START DOCUMENT EXCERPT

Brownsdale infant temporarily off HIV drugs, to be re-evaluated TuesdayPublished 7:00pm Friday, May 10, 2013
An infant from Brownsdale in the midst of a controversial case regarding his HIV antiretroviral treatment and whether it should be administered will temporarily remain off drugs because he developed a rash.
Lindsey Nagel, 4-month-old Rico Martinez Nagel’s mother, said her family took Rico to the hospital Thursday night because of his condition, which can be a side effect of his treatments.
“It has really been going on for over a week,” Lindsey said Friday night, and added Rico is now doing slightly better.
Rico has since been discharged from the hospital, and he will remain off of his antiretrovirals until Tuesday, when he will be re-evaluated, Lindsey added.
Lindsey and Rico’s father, John Martinez, were ordered Monday to continue medication for Rico with supervision from Mower County Health and Human Services. Rico may remain at home with his parents, though.
John, Lindsey and her parents, Steve and Cheryl Nagel, have fought to keep Rico off of antiretrovirals. Lindsey, who tested HIV positive as an infant when she was adopted from Romania, was on such medications until her parents stopped using them when she was 2. Steve and Cheryl said the drugs were causing severe cramps and killing Lindsey. The entire family has spoken out against such drugs with others, who believe antiretrovirals do more harm than good. Lindsey, now 22, has not taken such medications since she was 2 and says she is healthy.

END DOCUMENT EXCERPT

> WORK TO COMPLETE:
1 > Answer these about the Brownsdale infant article:
(a) What condition led the family to take Rico to the hospital Thursday night?
(b) On what day will Rico be re-evaluated?
(c) At what age did Lindsey stop taking antiretroviral medications?
2 > Write the next few paragraphs of the Brownsdale infant article, starting after its final sentence.

START DATA PROVIDED

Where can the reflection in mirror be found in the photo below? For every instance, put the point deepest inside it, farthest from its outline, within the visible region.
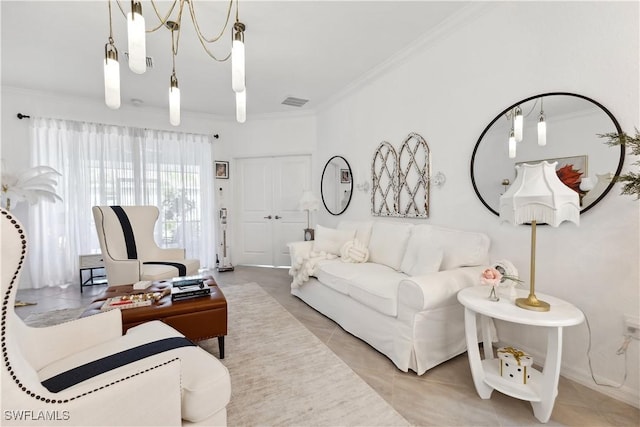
(336, 186)
(568, 135)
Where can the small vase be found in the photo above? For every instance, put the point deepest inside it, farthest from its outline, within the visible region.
(493, 296)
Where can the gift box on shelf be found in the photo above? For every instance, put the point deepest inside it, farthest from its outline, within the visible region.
(515, 365)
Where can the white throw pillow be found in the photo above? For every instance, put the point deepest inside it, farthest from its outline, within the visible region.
(331, 240)
(354, 251)
(389, 242)
(363, 229)
(422, 255)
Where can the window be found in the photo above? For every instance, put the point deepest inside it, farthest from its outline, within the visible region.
(115, 165)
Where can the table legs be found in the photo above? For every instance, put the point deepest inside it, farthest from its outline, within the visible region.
(551, 374)
(475, 363)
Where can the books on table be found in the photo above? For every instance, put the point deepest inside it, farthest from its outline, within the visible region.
(189, 287)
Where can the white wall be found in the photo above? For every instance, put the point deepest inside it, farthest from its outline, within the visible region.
(449, 89)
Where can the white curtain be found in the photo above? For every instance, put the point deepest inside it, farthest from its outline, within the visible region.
(115, 165)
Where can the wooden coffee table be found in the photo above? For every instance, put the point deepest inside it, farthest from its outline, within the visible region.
(198, 318)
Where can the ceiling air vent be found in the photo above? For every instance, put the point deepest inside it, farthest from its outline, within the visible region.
(149, 60)
(295, 102)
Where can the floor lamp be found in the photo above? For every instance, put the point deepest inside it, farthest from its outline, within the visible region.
(538, 196)
(309, 202)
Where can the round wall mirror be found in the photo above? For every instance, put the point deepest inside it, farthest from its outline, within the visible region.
(568, 136)
(336, 186)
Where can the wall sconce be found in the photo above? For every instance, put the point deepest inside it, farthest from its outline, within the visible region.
(363, 186)
(438, 179)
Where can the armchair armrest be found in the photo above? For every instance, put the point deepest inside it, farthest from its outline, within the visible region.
(165, 254)
(156, 389)
(437, 289)
(122, 272)
(299, 250)
(41, 346)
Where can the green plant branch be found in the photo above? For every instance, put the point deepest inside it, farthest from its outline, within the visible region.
(630, 180)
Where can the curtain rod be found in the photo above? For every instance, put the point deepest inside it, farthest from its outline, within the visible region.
(24, 116)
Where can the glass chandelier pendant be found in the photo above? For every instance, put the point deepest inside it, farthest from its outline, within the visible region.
(518, 123)
(237, 58)
(542, 127)
(512, 145)
(241, 106)
(111, 76)
(174, 101)
(137, 43)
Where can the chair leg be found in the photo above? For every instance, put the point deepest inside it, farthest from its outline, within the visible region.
(221, 346)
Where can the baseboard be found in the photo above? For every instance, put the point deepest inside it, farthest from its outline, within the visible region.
(624, 394)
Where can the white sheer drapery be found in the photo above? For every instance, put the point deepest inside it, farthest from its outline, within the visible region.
(115, 165)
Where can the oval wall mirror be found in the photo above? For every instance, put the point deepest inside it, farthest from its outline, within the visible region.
(336, 186)
(573, 122)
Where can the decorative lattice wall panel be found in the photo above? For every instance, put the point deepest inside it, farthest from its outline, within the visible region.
(401, 181)
(413, 194)
(384, 170)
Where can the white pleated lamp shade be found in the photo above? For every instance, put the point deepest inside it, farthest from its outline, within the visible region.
(538, 195)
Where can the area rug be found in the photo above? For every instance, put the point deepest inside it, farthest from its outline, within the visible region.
(282, 374)
(53, 317)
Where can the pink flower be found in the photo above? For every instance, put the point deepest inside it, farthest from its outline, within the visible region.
(490, 276)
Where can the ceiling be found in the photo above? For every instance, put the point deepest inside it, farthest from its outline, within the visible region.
(305, 49)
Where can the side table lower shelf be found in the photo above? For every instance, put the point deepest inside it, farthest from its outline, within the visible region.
(529, 391)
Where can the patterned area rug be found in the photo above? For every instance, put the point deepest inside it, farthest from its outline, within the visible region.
(281, 374)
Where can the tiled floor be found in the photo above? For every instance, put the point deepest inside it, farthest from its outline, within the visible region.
(444, 396)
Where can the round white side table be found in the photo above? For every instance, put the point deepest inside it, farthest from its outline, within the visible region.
(542, 388)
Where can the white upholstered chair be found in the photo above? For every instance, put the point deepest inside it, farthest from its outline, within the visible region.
(184, 385)
(129, 250)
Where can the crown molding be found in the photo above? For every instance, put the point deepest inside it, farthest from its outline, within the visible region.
(469, 13)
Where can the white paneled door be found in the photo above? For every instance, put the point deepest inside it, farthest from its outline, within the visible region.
(267, 194)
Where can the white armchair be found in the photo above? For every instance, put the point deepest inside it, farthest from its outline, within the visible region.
(184, 385)
(129, 250)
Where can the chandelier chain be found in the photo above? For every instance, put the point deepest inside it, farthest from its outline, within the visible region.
(110, 24)
(201, 37)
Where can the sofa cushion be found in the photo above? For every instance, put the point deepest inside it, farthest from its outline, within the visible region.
(389, 242)
(376, 286)
(363, 229)
(460, 248)
(331, 240)
(422, 256)
(336, 274)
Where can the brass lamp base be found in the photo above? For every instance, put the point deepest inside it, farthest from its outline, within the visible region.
(532, 303)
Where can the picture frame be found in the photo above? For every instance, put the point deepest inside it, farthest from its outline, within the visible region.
(221, 169)
(345, 176)
(571, 169)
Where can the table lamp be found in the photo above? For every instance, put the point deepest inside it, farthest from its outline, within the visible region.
(538, 196)
(309, 202)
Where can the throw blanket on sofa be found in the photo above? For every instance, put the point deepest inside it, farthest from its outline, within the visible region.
(304, 267)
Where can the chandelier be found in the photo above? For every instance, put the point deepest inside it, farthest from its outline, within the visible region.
(516, 118)
(137, 55)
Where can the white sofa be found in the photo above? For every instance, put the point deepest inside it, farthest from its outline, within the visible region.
(402, 301)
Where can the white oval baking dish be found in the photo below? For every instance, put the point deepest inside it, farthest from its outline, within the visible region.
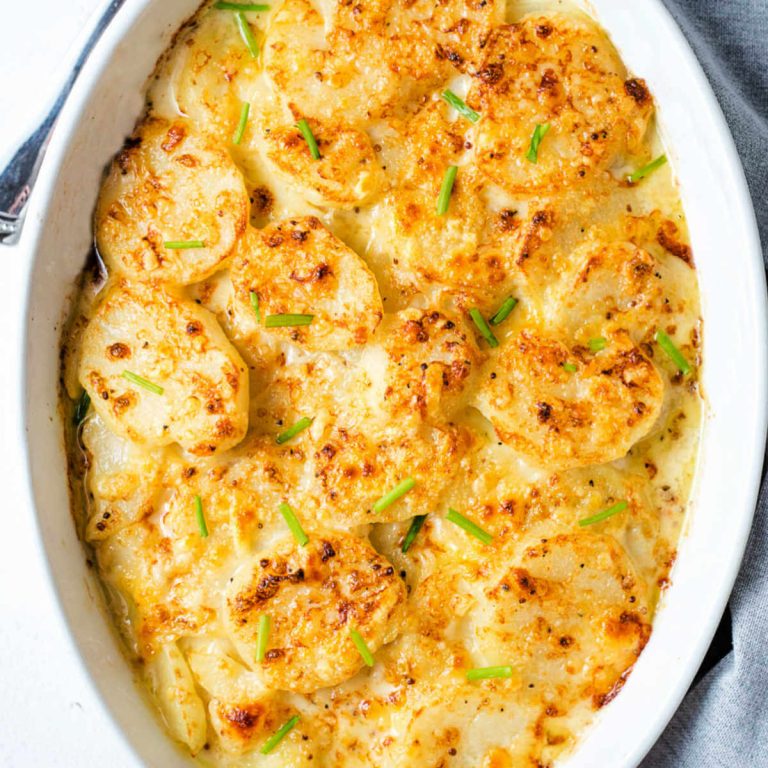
(102, 109)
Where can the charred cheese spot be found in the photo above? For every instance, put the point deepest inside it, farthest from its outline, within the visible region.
(299, 267)
(172, 184)
(580, 93)
(549, 414)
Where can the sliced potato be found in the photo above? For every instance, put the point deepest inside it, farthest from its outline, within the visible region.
(174, 689)
(569, 610)
(123, 480)
(353, 467)
(192, 386)
(314, 595)
(560, 418)
(614, 282)
(170, 183)
(299, 267)
(347, 173)
(207, 75)
(564, 73)
(429, 359)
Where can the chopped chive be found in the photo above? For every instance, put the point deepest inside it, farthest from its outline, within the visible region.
(460, 106)
(245, 7)
(200, 515)
(397, 492)
(309, 137)
(81, 408)
(413, 532)
(469, 526)
(278, 735)
(255, 304)
(487, 673)
(444, 198)
(483, 327)
(293, 523)
(133, 378)
(287, 321)
(262, 638)
(605, 514)
(180, 245)
(245, 110)
(641, 173)
(674, 354)
(503, 312)
(247, 34)
(538, 134)
(362, 647)
(299, 426)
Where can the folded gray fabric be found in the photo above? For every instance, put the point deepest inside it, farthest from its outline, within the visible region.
(723, 720)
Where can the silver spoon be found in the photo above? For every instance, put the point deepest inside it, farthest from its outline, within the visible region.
(18, 177)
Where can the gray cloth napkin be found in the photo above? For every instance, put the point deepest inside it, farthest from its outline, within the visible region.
(723, 720)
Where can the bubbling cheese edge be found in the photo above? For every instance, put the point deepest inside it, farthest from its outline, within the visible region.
(525, 439)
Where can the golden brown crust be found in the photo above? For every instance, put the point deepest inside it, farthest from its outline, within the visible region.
(528, 433)
(170, 183)
(314, 596)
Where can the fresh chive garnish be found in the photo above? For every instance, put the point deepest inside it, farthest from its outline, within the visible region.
(605, 514)
(397, 492)
(674, 354)
(255, 305)
(142, 382)
(460, 106)
(641, 173)
(503, 312)
(362, 647)
(470, 527)
(299, 426)
(200, 515)
(245, 110)
(483, 327)
(444, 198)
(278, 735)
(413, 532)
(247, 34)
(293, 523)
(287, 321)
(262, 637)
(244, 7)
(538, 134)
(309, 137)
(181, 245)
(81, 408)
(488, 673)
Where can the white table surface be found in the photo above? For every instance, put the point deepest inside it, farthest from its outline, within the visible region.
(50, 716)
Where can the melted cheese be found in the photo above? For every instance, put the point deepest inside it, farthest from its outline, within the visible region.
(526, 439)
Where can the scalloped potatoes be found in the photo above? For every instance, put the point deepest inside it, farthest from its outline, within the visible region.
(372, 482)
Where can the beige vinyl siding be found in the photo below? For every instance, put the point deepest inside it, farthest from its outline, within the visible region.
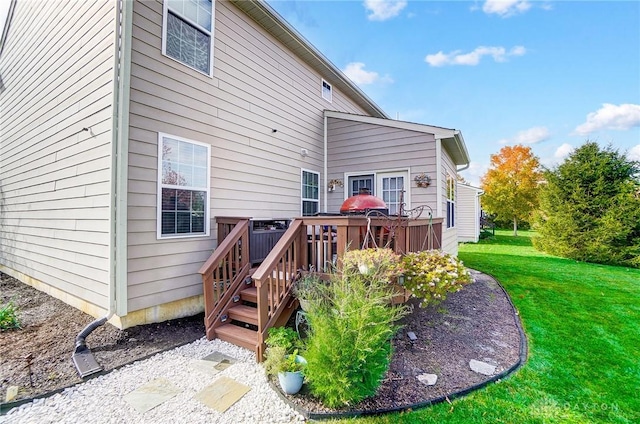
(257, 86)
(449, 235)
(57, 70)
(356, 147)
(468, 209)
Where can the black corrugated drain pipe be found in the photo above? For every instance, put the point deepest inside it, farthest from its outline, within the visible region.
(82, 357)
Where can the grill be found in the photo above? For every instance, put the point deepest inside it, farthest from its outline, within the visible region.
(362, 203)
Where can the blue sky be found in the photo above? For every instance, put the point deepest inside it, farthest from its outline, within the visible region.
(547, 74)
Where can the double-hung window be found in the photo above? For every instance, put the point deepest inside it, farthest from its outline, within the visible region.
(310, 193)
(451, 201)
(391, 190)
(188, 33)
(361, 183)
(183, 187)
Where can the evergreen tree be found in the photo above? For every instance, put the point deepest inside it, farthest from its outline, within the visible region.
(590, 208)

END DATA PROVIDED

> OUTPUTS BY TASK:
1 >
(a) A rash.
(b) Tuesday.
(c) At age 2.

2 >
Lindsey and John’s child in need of protective services case began in January when doctors say they missed two appointments. Doctors say the appointments were mandatory; however, Lindsey and John said they thought the meetings were optional, and they sought a second opinion.
After court hearings, the judge expressed concerns about Steve and Cheryl steering Lindsey’s and John’s decisions about Rico’s medications and whether Lindsey and John would stop treatments without county supervision. Lindsey and John say they have never missed a treatment but would like a court order, so they can take Rico off the antiretrovirals.
Lindsey and John may seek to appeal the judge’s ruling that Rico must stay on antiretrovirals and remain under supervision by the county. Their attorney, Scott Cody, was not immediately available on Friday.